EXERCISE DETAILS: Quote exactly the lines running from the line with "query: the noun phrase to segment: pink" to the end of the entries, including both, and nothing else.

BEGIN

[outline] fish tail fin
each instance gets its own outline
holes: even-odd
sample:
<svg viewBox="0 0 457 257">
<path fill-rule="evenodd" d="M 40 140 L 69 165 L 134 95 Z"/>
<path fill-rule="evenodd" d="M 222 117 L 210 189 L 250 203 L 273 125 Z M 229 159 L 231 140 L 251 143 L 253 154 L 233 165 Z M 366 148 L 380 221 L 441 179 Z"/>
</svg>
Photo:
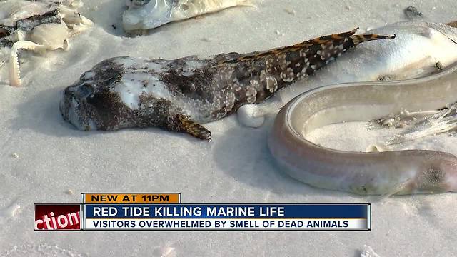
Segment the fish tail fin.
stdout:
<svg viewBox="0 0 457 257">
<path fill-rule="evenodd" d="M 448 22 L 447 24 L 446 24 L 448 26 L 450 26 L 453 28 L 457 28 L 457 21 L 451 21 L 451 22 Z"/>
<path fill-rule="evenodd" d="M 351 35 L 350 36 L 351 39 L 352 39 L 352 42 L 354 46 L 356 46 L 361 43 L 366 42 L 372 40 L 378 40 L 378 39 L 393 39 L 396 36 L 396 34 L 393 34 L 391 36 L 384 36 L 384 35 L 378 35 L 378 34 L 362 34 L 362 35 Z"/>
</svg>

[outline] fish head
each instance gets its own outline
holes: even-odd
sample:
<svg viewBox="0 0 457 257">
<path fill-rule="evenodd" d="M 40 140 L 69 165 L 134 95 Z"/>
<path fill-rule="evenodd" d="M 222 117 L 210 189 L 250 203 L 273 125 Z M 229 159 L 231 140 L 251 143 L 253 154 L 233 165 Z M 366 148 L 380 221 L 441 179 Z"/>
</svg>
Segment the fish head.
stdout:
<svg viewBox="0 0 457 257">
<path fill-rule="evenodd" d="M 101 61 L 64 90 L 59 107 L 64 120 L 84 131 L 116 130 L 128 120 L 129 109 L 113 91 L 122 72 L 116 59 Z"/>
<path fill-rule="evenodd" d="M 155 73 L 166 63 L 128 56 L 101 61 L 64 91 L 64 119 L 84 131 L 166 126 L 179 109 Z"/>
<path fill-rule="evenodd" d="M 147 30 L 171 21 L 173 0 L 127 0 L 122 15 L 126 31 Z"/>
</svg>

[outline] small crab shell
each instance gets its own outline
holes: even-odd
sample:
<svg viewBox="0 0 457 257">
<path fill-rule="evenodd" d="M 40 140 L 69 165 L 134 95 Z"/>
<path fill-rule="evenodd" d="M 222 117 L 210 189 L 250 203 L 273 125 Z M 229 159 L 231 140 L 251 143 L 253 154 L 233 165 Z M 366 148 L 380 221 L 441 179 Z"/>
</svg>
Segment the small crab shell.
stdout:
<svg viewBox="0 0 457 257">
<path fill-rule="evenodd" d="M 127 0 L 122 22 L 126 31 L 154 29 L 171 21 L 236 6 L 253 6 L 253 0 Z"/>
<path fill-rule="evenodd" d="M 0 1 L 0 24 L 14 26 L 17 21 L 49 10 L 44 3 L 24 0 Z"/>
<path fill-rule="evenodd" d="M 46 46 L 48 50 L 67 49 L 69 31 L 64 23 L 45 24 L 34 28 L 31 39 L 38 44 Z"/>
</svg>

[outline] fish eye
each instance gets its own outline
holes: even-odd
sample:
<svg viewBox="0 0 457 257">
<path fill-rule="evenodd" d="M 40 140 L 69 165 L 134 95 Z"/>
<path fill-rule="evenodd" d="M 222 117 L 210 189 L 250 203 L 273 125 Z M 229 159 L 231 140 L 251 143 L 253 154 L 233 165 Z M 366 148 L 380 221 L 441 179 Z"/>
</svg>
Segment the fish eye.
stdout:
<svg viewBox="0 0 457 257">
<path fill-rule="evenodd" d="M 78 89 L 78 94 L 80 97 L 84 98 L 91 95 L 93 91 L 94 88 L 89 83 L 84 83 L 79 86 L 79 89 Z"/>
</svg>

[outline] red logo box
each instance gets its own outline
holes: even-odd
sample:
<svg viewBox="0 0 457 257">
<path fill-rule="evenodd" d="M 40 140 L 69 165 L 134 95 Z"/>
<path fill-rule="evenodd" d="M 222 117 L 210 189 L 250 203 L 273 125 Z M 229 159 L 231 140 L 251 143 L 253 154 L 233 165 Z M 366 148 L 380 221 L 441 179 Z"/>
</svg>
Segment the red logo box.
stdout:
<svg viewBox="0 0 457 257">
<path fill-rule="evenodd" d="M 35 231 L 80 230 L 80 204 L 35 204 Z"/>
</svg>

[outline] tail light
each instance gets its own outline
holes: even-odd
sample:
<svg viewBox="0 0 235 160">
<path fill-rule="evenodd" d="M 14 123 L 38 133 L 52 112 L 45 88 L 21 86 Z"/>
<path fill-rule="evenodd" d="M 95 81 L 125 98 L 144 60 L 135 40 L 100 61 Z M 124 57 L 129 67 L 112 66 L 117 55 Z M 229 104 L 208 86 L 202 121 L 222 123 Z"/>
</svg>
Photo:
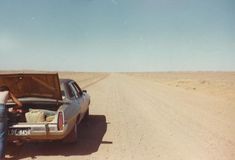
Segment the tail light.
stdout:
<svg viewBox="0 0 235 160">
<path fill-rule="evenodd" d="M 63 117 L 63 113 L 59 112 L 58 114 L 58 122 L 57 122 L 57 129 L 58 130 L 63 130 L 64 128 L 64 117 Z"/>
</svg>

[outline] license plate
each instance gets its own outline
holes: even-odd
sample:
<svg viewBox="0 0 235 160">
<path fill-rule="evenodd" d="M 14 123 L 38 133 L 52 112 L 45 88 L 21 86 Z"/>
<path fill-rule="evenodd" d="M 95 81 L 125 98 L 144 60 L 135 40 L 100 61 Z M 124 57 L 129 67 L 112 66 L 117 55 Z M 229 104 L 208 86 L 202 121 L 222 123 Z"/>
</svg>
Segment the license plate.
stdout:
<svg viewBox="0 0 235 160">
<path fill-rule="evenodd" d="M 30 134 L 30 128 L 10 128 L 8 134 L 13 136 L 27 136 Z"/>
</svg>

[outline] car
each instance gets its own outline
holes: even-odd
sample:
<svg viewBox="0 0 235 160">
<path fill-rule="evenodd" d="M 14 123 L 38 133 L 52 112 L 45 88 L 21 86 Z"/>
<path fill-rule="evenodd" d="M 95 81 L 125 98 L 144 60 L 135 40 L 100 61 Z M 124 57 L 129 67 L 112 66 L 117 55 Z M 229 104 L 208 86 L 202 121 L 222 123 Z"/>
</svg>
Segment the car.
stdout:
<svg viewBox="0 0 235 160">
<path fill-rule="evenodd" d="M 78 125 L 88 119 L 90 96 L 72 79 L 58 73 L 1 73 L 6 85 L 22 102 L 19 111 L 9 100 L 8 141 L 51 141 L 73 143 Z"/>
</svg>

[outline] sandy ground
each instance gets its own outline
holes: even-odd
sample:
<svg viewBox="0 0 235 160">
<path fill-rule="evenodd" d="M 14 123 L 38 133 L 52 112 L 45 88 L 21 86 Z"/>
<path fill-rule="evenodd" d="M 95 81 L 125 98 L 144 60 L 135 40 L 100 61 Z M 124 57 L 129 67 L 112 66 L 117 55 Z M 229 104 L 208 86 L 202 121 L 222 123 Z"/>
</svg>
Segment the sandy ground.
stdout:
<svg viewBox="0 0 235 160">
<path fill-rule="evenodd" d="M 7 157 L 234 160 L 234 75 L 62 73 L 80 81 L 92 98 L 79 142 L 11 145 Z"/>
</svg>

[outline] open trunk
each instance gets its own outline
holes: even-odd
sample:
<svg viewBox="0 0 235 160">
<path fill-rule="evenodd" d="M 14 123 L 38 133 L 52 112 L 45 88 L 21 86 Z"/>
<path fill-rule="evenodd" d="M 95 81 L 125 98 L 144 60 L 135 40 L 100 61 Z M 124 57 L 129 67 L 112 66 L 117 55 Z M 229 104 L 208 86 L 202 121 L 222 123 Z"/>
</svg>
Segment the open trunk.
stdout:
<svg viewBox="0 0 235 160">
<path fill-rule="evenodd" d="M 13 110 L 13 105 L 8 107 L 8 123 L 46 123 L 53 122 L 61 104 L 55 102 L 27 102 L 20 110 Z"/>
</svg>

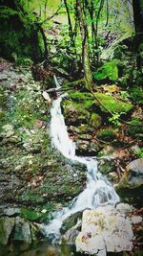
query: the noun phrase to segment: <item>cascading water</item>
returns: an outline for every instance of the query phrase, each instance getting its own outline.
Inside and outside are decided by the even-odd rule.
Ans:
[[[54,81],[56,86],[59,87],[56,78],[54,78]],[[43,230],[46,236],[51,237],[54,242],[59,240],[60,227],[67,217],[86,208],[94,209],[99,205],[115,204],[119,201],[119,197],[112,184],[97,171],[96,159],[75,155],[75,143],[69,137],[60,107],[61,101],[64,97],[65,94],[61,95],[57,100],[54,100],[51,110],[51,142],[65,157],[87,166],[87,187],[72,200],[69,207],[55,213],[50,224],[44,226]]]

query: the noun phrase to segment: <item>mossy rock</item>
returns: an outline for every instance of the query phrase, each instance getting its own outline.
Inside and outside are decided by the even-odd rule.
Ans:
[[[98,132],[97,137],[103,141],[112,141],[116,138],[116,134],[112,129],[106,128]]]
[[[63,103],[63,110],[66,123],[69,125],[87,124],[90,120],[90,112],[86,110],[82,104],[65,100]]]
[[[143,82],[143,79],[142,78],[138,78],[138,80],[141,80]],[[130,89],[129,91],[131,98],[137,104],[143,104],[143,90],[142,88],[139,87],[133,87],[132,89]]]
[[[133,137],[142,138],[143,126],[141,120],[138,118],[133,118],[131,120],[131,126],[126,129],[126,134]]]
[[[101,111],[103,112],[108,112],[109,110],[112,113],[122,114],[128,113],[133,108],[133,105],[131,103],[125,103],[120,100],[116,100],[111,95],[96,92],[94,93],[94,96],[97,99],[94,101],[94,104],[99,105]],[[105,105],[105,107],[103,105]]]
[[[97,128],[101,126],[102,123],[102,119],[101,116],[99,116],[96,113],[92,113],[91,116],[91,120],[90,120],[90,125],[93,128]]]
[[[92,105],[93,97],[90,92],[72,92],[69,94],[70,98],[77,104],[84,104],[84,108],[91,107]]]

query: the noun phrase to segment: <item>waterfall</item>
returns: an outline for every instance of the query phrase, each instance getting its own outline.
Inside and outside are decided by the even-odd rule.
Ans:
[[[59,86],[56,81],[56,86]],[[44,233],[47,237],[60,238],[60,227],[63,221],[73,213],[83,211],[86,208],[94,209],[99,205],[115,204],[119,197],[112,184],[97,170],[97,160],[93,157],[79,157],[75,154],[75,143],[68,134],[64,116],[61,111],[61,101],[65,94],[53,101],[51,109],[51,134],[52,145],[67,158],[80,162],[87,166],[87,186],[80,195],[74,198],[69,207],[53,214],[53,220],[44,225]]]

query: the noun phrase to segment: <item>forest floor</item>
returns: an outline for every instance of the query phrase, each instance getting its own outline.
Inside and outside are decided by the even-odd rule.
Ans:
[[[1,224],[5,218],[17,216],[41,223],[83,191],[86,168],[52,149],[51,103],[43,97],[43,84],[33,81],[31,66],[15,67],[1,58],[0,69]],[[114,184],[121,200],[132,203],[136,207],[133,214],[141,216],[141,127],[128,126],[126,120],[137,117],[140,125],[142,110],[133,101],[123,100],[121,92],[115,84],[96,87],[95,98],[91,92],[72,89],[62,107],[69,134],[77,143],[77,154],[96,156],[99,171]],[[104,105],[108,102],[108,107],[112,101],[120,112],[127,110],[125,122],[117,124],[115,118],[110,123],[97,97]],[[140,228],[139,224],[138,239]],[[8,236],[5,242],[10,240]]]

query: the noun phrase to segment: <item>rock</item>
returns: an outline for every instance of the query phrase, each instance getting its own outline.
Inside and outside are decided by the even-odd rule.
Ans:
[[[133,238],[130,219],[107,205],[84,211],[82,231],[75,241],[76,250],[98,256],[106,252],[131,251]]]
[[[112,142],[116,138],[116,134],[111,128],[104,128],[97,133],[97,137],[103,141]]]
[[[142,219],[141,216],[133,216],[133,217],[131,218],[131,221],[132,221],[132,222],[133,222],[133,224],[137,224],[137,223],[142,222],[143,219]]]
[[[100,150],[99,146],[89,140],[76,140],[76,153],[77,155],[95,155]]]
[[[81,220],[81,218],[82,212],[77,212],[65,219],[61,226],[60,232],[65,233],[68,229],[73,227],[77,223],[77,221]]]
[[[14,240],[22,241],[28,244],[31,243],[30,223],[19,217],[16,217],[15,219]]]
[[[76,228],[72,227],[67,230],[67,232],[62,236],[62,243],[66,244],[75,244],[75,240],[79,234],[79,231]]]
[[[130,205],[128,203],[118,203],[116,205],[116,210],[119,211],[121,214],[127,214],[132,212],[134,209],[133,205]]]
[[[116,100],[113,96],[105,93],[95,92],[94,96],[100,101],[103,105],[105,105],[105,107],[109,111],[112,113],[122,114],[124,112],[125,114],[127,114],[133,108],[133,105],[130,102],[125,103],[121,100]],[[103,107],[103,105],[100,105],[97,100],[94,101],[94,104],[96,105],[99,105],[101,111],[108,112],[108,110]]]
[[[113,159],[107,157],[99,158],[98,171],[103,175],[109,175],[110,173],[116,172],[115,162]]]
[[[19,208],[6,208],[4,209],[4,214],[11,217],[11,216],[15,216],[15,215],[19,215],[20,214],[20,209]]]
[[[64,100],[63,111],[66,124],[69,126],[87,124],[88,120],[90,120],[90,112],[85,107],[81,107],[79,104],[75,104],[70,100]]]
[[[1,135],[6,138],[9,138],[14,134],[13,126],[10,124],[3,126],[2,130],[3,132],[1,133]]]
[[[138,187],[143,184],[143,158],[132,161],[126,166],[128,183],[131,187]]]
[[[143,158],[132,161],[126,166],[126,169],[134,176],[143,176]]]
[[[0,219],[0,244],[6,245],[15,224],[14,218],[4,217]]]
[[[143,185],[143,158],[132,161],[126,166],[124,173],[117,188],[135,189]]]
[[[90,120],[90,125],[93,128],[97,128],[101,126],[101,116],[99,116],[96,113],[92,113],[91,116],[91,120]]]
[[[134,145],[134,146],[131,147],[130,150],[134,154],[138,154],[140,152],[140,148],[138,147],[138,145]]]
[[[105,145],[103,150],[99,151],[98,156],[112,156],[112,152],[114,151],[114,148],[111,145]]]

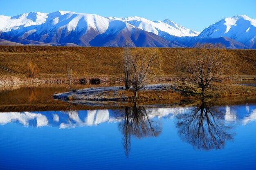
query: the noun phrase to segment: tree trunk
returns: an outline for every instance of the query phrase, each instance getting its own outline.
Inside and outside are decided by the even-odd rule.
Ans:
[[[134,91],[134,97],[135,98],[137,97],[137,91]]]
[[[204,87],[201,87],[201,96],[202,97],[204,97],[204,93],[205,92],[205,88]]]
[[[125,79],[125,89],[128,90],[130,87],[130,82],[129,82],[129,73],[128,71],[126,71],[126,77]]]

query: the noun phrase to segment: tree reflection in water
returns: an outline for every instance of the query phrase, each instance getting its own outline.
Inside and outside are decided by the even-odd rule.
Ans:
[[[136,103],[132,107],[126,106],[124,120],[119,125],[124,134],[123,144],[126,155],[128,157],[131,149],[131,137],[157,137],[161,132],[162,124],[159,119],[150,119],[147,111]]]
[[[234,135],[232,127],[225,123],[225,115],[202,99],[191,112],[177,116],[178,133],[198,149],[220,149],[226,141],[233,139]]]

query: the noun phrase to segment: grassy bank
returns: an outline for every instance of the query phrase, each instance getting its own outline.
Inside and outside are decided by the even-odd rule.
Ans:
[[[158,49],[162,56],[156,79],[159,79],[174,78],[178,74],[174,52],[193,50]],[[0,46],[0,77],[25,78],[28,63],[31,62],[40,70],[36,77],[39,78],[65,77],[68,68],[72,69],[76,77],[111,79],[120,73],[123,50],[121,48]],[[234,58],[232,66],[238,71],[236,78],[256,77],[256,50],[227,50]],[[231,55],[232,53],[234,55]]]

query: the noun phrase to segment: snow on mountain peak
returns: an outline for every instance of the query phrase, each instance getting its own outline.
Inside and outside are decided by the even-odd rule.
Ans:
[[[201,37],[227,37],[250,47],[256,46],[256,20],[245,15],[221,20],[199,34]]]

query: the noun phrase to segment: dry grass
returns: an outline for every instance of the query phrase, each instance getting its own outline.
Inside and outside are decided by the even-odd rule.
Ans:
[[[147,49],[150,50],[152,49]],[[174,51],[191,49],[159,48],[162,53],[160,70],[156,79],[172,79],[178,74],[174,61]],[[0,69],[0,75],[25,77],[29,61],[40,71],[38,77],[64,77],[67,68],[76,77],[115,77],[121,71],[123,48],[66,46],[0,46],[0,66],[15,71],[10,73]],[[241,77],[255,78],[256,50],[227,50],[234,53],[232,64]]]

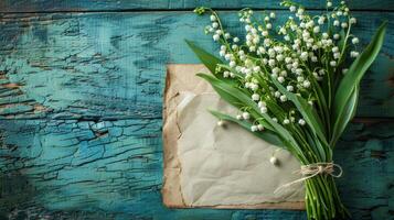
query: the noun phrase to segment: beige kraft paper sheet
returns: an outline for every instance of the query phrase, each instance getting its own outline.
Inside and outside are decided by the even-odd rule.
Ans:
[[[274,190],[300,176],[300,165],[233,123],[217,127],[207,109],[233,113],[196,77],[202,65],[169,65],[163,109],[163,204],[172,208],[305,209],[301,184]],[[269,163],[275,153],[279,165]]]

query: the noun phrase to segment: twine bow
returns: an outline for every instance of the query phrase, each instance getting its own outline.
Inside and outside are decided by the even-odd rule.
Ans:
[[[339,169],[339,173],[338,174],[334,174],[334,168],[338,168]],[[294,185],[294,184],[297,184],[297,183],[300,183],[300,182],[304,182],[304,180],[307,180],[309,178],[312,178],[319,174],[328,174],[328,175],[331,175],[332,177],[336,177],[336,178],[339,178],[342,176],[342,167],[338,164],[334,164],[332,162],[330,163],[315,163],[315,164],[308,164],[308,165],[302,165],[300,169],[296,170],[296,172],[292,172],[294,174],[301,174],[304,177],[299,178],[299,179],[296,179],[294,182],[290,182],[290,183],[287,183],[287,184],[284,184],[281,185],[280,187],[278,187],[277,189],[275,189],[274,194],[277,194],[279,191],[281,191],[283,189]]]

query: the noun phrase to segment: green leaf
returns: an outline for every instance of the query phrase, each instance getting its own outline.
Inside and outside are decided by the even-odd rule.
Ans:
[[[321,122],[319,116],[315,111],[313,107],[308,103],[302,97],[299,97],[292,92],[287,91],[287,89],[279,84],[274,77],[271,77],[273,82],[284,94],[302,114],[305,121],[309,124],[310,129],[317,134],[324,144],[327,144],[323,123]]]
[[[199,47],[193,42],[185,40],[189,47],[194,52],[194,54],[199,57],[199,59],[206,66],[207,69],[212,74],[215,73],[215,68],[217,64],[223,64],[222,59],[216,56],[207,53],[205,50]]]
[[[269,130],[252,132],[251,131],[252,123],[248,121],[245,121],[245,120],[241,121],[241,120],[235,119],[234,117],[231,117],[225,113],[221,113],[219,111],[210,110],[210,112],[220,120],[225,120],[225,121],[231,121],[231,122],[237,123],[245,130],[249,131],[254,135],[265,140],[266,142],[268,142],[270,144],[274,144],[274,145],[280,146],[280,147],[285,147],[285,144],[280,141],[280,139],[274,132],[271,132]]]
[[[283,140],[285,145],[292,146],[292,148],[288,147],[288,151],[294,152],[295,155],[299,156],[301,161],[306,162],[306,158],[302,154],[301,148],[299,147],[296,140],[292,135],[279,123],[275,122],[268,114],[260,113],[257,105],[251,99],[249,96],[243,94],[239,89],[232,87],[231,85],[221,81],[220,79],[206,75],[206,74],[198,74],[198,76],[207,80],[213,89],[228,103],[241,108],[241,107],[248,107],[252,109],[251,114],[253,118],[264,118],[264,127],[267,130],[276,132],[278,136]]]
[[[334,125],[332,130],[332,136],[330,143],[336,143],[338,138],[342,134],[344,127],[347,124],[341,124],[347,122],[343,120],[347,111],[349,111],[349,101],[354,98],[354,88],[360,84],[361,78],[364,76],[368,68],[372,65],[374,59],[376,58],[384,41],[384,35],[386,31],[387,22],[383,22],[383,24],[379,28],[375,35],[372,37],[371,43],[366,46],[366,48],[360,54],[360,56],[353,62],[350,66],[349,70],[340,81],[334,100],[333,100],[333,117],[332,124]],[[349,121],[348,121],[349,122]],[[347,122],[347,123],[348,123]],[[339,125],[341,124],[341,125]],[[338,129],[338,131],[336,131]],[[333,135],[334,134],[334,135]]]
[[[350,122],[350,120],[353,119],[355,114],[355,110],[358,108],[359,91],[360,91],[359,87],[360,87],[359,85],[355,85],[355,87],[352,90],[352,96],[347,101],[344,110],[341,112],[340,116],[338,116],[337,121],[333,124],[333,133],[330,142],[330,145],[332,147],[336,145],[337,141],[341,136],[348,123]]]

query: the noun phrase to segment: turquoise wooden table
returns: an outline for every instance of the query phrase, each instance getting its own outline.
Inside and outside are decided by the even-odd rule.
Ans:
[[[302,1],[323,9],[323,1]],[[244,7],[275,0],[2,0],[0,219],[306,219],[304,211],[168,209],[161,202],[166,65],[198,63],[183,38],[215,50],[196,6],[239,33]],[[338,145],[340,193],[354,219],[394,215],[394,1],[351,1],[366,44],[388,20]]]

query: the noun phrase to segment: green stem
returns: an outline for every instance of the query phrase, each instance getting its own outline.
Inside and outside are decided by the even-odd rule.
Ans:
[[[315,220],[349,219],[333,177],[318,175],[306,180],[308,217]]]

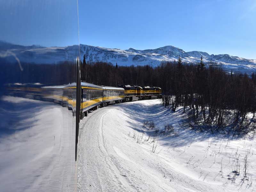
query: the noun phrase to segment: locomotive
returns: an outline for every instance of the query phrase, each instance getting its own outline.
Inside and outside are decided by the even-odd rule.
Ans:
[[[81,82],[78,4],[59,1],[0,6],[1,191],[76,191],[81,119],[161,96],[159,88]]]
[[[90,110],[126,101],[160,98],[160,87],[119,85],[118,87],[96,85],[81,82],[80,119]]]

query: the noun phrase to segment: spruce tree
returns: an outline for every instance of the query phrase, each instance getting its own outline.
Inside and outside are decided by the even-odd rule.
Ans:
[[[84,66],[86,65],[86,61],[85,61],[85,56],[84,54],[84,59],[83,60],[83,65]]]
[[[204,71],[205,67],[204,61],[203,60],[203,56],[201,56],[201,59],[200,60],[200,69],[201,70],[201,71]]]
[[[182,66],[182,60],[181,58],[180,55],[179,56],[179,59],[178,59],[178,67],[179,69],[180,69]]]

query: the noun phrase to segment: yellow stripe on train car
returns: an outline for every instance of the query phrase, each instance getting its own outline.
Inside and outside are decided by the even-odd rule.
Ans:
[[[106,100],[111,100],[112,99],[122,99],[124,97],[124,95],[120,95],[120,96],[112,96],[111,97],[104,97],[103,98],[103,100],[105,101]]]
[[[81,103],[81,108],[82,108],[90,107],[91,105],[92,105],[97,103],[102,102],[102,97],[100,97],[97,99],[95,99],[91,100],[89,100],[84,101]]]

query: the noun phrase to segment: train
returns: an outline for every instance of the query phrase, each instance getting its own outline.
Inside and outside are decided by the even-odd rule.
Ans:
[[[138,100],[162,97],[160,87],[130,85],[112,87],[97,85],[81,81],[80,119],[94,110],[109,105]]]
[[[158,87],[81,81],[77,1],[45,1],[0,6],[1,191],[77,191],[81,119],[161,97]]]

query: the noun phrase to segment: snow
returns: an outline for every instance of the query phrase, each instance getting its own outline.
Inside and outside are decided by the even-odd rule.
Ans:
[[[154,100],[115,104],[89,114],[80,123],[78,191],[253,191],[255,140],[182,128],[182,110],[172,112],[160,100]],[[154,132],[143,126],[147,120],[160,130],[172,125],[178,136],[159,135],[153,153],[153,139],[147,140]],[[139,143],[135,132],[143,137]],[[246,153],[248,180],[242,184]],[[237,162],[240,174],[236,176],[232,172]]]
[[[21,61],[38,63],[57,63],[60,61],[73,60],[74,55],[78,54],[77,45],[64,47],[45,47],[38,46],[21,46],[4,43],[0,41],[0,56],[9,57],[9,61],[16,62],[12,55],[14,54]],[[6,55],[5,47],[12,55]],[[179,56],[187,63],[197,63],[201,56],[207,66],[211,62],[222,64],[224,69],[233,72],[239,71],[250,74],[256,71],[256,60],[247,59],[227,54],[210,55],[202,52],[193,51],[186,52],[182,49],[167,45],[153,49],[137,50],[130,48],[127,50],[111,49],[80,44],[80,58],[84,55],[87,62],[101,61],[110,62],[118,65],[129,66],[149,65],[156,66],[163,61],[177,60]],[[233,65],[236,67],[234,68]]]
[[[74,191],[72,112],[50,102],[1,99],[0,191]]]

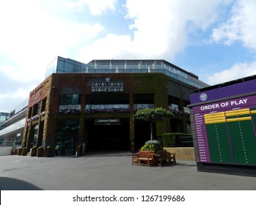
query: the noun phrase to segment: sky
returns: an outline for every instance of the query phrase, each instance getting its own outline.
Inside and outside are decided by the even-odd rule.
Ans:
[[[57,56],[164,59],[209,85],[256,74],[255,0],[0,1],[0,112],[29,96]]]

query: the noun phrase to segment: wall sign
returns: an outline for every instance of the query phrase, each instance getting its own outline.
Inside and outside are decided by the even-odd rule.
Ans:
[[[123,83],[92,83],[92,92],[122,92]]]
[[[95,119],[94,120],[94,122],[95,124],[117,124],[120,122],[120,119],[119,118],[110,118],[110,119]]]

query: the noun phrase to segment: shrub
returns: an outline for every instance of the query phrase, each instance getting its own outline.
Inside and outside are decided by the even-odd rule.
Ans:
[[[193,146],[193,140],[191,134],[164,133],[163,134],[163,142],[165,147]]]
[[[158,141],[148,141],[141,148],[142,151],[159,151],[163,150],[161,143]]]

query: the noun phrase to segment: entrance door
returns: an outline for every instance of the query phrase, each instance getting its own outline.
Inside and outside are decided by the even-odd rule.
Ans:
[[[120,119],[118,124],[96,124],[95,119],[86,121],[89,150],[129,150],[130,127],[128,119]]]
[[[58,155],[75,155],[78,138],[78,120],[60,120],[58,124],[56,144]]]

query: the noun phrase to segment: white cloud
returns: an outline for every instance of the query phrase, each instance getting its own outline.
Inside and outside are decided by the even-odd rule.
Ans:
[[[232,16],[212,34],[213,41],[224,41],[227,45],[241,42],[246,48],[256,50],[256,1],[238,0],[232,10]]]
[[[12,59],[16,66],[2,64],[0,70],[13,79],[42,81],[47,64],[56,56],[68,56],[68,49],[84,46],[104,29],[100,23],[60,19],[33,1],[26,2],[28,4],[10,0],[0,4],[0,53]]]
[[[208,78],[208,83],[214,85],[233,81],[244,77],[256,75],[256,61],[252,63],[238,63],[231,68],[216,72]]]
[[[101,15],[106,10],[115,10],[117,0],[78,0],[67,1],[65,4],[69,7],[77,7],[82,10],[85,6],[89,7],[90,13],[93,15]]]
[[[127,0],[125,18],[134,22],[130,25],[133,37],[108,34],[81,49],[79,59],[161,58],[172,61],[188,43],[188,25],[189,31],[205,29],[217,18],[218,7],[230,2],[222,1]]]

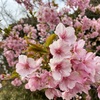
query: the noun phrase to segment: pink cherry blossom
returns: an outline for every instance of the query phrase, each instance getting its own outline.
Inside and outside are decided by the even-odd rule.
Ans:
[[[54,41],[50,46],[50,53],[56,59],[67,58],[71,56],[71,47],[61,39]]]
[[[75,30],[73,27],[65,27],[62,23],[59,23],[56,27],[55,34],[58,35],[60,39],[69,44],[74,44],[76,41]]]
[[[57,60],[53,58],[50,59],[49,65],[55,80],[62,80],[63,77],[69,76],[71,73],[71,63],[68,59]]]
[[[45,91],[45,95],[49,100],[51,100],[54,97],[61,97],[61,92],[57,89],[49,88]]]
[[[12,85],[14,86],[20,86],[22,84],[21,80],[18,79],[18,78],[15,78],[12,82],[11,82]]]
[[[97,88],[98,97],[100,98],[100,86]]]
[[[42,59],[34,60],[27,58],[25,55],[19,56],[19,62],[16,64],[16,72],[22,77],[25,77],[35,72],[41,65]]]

END

REPLY TO THE EXERCISE:
query: the noun phrase to segment: pink cherry blossom
returns: an outline for every instance of the query phrase, each instance getting its own outline.
Inside and outside are decided by the even-odd rule.
Ans:
[[[54,41],[50,46],[50,53],[56,59],[67,58],[71,56],[71,47],[61,39]]]
[[[75,30],[73,27],[65,27],[62,23],[59,23],[56,27],[55,34],[58,35],[60,39],[69,44],[74,44],[76,41]]]
[[[57,60],[53,58],[50,59],[49,65],[55,80],[62,80],[63,77],[69,76],[71,73],[71,63],[68,59]]]
[[[45,91],[45,95],[49,100],[51,100],[54,97],[61,97],[61,92],[57,89],[49,88]]]
[[[12,85],[14,86],[20,86],[22,84],[21,80],[18,79],[18,78],[15,78],[12,82],[11,82]]]
[[[97,88],[98,97],[100,98],[100,86]]]
[[[42,59],[34,60],[27,58],[25,55],[19,56],[19,62],[16,64],[16,72],[22,77],[25,77],[35,72],[41,65]]]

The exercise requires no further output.